[Entries drawn from a collection]
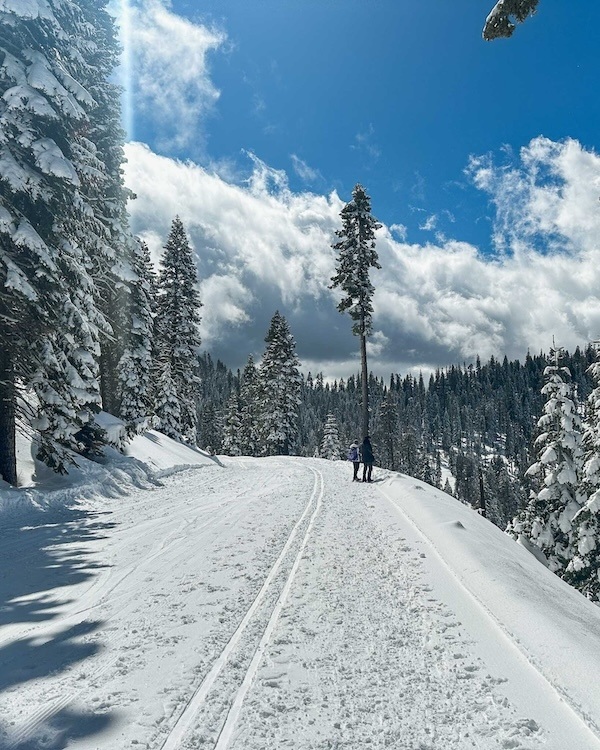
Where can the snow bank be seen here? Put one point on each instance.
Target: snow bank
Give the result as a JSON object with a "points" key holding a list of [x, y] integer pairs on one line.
{"points": [[146, 459], [554, 626]]}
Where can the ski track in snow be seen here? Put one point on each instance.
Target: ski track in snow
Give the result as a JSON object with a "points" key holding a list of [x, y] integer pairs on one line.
{"points": [[269, 604]]}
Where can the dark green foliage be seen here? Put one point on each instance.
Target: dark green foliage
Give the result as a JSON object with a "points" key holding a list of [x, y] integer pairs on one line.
{"points": [[177, 338]]}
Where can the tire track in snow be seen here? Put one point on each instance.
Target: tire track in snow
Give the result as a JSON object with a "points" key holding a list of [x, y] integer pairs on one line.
{"points": [[562, 699], [105, 586], [187, 717]]}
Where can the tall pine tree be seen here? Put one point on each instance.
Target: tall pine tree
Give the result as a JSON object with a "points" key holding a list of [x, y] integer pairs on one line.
{"points": [[49, 86], [177, 338], [279, 389], [547, 520], [356, 256], [135, 367]]}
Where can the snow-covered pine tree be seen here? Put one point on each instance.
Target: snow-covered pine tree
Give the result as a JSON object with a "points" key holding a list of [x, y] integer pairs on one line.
{"points": [[177, 338], [249, 409], [230, 444], [105, 234], [547, 520], [47, 290], [356, 256], [386, 433], [499, 21], [135, 368], [330, 445], [279, 389], [583, 570]]}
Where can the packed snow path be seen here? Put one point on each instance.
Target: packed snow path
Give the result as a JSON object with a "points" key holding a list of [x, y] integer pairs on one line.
{"points": [[268, 603]]}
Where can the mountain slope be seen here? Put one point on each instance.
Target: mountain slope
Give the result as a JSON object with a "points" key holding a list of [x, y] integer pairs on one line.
{"points": [[271, 603]]}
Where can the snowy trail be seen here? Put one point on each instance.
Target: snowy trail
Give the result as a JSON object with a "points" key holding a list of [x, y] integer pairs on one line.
{"points": [[189, 715], [273, 603]]}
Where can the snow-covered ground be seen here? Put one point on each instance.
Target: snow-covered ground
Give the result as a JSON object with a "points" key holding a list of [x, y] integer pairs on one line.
{"points": [[272, 603]]}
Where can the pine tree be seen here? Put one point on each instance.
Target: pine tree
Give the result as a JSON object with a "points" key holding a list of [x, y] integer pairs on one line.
{"points": [[106, 233], [583, 570], [177, 338], [547, 520], [230, 445], [330, 445], [249, 409], [387, 432], [499, 24], [356, 255], [48, 290], [135, 367], [279, 389]]}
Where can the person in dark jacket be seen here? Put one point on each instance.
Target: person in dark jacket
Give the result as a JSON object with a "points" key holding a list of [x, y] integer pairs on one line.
{"points": [[366, 452], [354, 456]]}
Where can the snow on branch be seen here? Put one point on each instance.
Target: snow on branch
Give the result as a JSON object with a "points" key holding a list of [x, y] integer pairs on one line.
{"points": [[499, 24]]}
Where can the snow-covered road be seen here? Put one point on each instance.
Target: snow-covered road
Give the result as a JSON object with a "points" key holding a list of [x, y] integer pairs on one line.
{"points": [[272, 603]]}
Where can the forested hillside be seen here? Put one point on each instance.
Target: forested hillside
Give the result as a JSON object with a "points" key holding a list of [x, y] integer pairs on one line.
{"points": [[476, 422]]}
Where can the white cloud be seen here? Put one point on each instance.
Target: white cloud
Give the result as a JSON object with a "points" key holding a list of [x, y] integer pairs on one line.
{"points": [[170, 73], [261, 247], [549, 199], [429, 224]]}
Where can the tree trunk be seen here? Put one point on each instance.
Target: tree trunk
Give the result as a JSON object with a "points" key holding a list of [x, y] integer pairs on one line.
{"points": [[8, 455], [365, 385]]}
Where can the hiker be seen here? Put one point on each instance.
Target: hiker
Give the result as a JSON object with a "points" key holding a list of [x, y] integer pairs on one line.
{"points": [[354, 456], [366, 452]]}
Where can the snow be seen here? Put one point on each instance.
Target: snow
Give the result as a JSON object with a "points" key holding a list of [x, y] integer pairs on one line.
{"points": [[167, 599]]}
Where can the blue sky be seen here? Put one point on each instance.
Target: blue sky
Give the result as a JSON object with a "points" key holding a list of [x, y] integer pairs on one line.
{"points": [[478, 157]]}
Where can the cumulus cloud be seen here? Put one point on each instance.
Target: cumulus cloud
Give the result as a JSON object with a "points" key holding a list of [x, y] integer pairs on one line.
{"points": [[304, 172], [169, 72], [261, 246], [548, 199]]}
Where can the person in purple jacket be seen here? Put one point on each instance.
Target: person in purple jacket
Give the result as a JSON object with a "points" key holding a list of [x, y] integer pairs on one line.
{"points": [[354, 456], [368, 459]]}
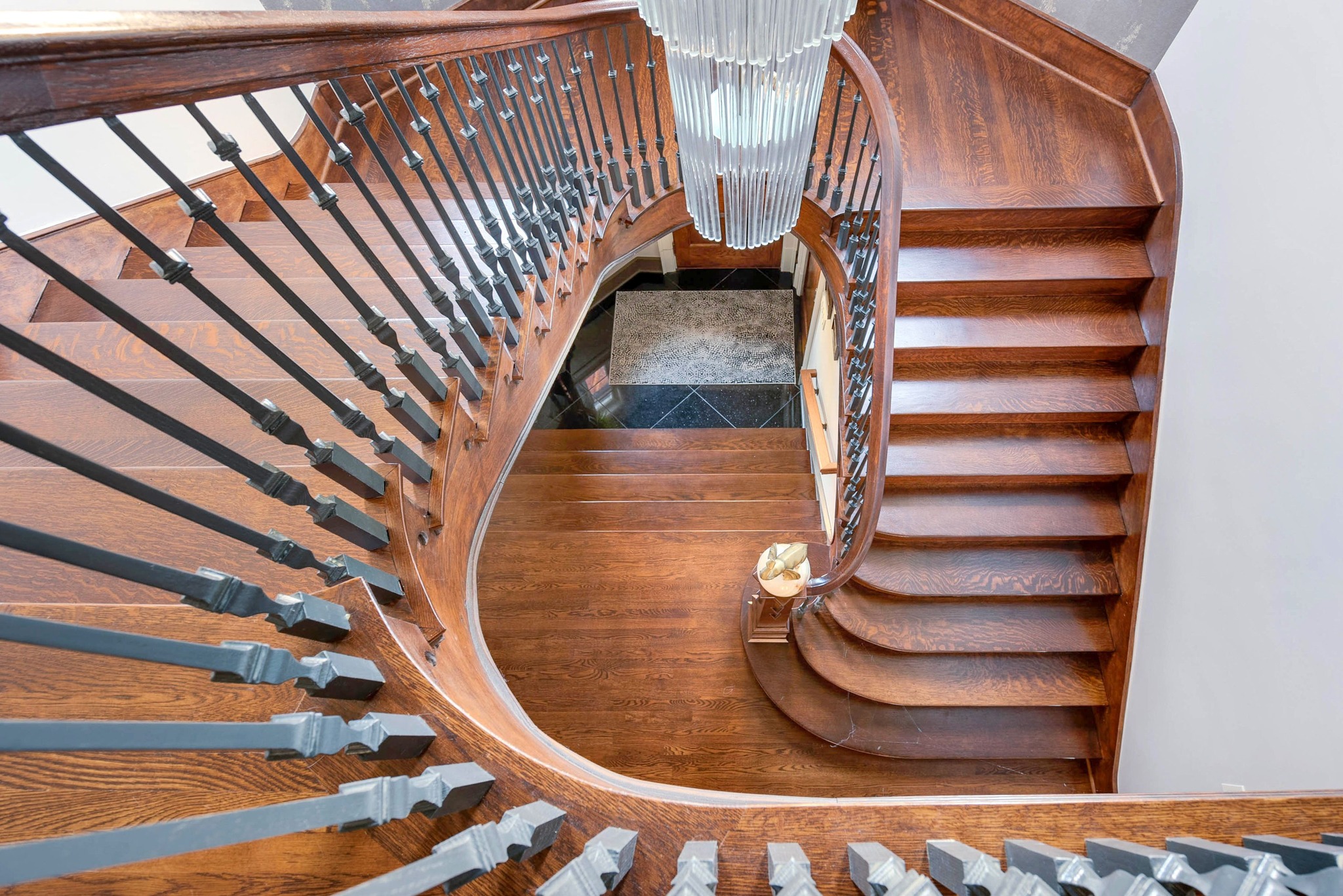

**TASK REQUIREMENTS**
Which lines in the rows above contain the string "cumulus"? Pull out every one of them, treating uppercase and lowercase as different.

**REPLY**
Where can the cumulus cloud be seen here? Put one point on each instance.
Target: cumulus cloud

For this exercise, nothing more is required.